The task – Repeat the following lines exactly and nothing else: the line containing "the glass display" and each line after it through the end of the listing.

Material for this exercise –
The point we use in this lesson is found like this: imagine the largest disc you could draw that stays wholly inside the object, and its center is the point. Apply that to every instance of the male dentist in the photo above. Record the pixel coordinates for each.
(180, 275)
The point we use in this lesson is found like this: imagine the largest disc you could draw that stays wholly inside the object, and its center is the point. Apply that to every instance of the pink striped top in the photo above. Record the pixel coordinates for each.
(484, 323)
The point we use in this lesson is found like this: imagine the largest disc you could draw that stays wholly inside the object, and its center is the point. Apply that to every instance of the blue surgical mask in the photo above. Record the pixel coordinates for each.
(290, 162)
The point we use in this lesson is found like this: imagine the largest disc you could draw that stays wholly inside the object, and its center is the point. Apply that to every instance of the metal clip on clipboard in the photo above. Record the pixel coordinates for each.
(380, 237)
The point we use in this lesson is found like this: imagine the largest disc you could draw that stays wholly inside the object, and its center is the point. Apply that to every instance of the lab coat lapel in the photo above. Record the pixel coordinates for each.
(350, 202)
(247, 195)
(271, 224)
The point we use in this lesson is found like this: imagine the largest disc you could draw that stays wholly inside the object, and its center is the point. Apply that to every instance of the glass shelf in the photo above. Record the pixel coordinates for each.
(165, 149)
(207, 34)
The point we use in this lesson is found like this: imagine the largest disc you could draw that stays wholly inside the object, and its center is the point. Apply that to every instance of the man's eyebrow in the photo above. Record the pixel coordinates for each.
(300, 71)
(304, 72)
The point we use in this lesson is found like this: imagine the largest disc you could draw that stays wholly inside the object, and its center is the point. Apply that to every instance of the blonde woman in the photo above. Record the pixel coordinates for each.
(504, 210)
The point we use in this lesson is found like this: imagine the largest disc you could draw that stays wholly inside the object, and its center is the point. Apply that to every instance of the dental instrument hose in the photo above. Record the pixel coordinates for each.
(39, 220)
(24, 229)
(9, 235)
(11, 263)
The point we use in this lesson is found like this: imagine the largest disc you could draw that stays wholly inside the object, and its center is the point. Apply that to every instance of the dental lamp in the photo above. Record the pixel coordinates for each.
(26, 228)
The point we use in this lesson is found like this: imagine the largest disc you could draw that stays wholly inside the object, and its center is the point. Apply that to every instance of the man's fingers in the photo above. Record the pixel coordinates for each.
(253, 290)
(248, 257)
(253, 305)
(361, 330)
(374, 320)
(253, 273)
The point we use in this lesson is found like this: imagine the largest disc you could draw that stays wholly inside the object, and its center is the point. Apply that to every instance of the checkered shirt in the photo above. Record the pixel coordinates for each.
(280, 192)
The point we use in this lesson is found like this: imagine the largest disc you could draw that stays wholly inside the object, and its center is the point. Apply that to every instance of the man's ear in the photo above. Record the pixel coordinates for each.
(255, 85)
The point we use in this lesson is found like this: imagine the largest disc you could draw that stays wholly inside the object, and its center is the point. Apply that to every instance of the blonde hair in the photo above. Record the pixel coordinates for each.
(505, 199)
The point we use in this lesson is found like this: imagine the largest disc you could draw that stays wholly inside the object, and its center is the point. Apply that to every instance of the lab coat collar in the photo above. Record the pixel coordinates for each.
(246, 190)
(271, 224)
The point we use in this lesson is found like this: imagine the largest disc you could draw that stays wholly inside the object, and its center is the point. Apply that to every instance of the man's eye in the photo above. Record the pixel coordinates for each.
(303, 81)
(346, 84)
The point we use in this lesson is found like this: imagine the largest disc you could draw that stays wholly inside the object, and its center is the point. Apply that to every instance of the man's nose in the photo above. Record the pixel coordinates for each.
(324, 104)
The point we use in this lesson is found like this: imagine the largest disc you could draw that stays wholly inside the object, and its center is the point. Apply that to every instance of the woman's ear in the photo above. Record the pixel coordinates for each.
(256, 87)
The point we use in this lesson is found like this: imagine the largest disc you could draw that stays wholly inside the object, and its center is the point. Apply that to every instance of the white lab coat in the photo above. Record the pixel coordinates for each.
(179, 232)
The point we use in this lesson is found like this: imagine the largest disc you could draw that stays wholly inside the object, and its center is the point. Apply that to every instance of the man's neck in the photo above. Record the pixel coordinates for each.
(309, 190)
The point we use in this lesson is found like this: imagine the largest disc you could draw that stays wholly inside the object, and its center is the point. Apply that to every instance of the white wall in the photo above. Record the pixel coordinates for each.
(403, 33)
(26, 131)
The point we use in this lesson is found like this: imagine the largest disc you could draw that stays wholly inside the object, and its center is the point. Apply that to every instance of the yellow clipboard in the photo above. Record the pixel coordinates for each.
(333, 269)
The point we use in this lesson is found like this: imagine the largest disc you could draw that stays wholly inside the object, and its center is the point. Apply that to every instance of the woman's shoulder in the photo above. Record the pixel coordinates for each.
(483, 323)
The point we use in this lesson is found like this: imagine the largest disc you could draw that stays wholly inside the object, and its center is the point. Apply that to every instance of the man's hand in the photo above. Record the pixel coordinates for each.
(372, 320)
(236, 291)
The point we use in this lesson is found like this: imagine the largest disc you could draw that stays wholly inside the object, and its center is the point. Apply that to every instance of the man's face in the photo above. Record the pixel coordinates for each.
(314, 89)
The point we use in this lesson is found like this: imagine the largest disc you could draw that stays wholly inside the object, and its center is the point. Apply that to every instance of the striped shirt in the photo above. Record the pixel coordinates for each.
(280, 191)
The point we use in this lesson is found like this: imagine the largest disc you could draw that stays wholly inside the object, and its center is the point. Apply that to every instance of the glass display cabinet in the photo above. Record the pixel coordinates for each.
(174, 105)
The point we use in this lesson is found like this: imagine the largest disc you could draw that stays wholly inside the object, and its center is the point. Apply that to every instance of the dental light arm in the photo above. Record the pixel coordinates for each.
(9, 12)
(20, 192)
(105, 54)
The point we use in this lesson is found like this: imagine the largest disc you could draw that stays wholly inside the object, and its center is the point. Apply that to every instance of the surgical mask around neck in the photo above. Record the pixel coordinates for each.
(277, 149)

Response below –
The point we use in this lesson is found like this: imagine the largest disc you could draw that stays wholly inside the object, and its center is the point. Apply that to every instance of the glass display cabinet in the photo above. Record the pixel coordinates for each.
(174, 105)
The point we use in this lesson is found like this: imagine the largest disc you could draw that stays wholly inside the object, and its center is the point. Apply that to every instance of the dental light arm in the photo above. Record the pixel coordinates for each.
(9, 12)
(20, 192)
(105, 54)
The point we use in this lesson is found like this: imagine the largest disc you could draw that stays wholly inside the object, and its center is the point. Apply that to every instance of the surgical mask around neck in the photo above. Record the pixel coordinates for each.
(277, 149)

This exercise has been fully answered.